# [Excerpted passage]
The sociologists Michel Crozier and Erhard Friedberg taught us that organizations are spaces where a structured game takes place in which the actors deploy strategies in order to influence the system according to their own interests (Crozier and Friedberg 1977). The actors are thus inscribed in indeterminate zones of the system and take advantage of this incertitude to increase their power and room for maneuver while reducing that of their competitors.

Each actor thus takes advantage of the resources at hand within the system to increase his power. These can be formal resources constituted by the functions and prerogatives that are ascribed to them. It can also be theoretical and practical knowledge inherent to their activity.

But these resources go well beyond the elements found on the stage, front-and-center, that were already mentioned. Since an investigation is an information system, mastery of this strategic resource acquires an essential importance. The latter underpins three other resources: the ones consisting of occupying a strategic location in the system’s operations, that of authorizing the allocation of time to it, as well as the necessary resources, and that of avoiding being easily replaced in the job (ibid.).

In light of this criteria, despite an occasionally important role, certain “erratic” actors are automatically disqualified.

First, private entities have a limited role that prevents them from having any real influence on the system. The victim has become, over the course of history, a secondary actor for the proceedings; suspected of having vengeful feelings, he is given limited powers and the simple right to compensation. The suspect has more important guarantees for his defense. But as an involuntary actor, he suffers the penal process more than he controls it.

Second, the lawyers of the victim or the suspect are permanent and professionalized participants in the legal system. Their categorical interests go beyond the individual interest of their clients. The collective capacity to structure their profession and rise as an influential group allows them to play a role in the legal process and its evolutions. The recent reforms of French law give defense lawyers a more active role at the start of the legal process, as early as the police questioning phase. Nevertheless, these powers remain reactive and restricted throughout the investigative phase of the proceedings. They allow them to take more initiative during the accusatory phase.

Third, although essential to the proper functioning of justice, experts and service providers also maintain an erratic role within the legal system. Though the influence of the expert grows in the handling of a litigation that becomes increasingly technical, his interventions remain punctual and irregular. Weakly structured, put in competition with each other in a system of economic and symbolic gratification with respect to legal bureaucracy, these contributors to justice cannot claim to play a central role within the legal process.

Finally, the media and the public weigh in on the unfolding of such affairs. This influence will probably grow with the development of social networks and the relative marginalization of traditional media. Nevertheless, this influence remains punctual and does not stretch out beyond the affairs it takes interest in.

Only three actors are thus in competition to play a significant role within the investigative process: the legal authority, the police hierarchy and the investigator himself.

# [Given task A]
Copy word for word everything in the excerpt on investigative actors from "Each actor thus" down to "the job (ibid.).".
# [Given task B]
In the excerpt on investigative actors, condense the paragraph that begins "Second, the lawyers of the victim" into a shorter version that keeps its main facts.
The lines after the excerpt on investigative actors have no connection to it.

# [Data]
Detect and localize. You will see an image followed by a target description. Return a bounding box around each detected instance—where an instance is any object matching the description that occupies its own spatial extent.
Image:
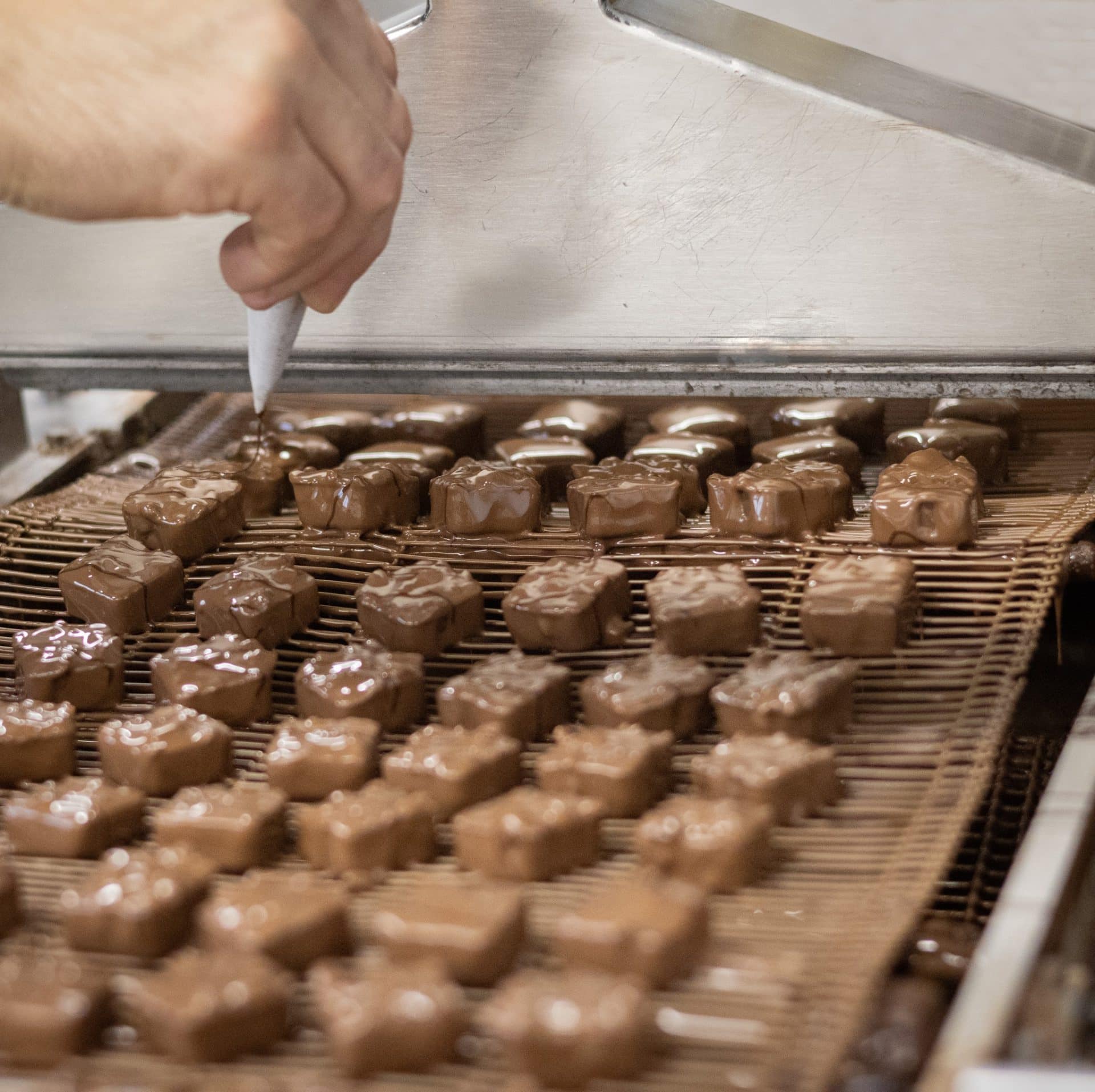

# [Complete response A]
Each actor thus takes advantage of the resources at hand within the system to increase his power. These can be formal resources constituted by the functions and prerogatives that are ascribed to them. It can also be theoretical and practical knowledge inherent to their activity.

But these resources go well beyond the elements found on the stage, front-and-center, that were already mentioned. Since an investigation is an information system, mastery of this strategic resource acquires an essential importance. The latter underpins three other resources: the ones consisting of occupying a strategic location in the system’s operations, that of authorizing the allocation of time to it, as well as the necessary resources, and that of avoiding being easily replaced in the job (ibid.).

# [Complete response B]
Lawyers for victims and suspects are permanent, professional participants in the legal system whose group interests extend beyond those of their clients. Their ability to organize their profession as an influential group lets them shape the legal process and how it changes. Recent French reforms give defense lawyers a more active role from the police questioning phase onward. Still, their powers stay reactive and limited during the investigative phase, and they can take more initiative only in the accusatory phase.